## Exercise brief
Rewrite every one of the records below, replacing "pixel-level" with "pixel-accurate" wherever it occurs and leaving all other text unchanged.

## Information shown
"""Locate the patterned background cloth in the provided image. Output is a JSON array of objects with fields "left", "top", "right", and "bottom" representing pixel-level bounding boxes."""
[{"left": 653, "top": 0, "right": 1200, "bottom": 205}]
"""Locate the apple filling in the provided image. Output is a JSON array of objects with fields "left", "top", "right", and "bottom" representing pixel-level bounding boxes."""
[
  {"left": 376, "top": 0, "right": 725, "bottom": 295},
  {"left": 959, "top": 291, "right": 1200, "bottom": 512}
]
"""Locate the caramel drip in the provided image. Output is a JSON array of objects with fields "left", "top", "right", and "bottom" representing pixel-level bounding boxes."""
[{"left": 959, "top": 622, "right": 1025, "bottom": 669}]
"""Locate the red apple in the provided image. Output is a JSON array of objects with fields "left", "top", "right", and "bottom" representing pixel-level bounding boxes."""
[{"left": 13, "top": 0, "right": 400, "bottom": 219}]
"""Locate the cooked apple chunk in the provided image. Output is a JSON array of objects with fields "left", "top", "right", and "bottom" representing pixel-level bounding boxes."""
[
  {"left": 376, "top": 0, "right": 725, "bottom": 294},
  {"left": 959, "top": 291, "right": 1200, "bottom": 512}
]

## Response to the exercise
"""Locate the patterned background cloth in the provided image. Output is a JSON array of objects with fields "left", "top", "right", and "bottom" representing pixel-accurate bounding boxes."""
[{"left": 653, "top": 0, "right": 1200, "bottom": 205}]
"""Locate the apple filling in the provided image. Output is a JSON array of objects with fields "left", "top", "right", and "bottom" representing pixel-accurate bounding boxes."""
[
  {"left": 376, "top": 0, "right": 725, "bottom": 295},
  {"left": 959, "top": 291, "right": 1200, "bottom": 512}
]
"""Locate the caramel drip in the provided image. Output is a JSON array of objects with fields "left", "top", "right", and "bottom" representing pixel-accurate bounding boxes."""
[{"left": 959, "top": 622, "right": 1025, "bottom": 669}]
"""Locate the red apple in the provided image. Output is a JSON array of objects with fields "left", "top", "right", and "bottom" representing pixel-accurate bounding boxes."""
[{"left": 13, "top": 0, "right": 400, "bottom": 219}]
"""Locate the cooked apple chunk in the provided image. Output is a JSON array of objects with fields "left", "top", "right", and "bottom" representing pixel-accurate bounding boxes."""
[
  {"left": 376, "top": 0, "right": 725, "bottom": 294},
  {"left": 959, "top": 291, "right": 1200, "bottom": 512}
]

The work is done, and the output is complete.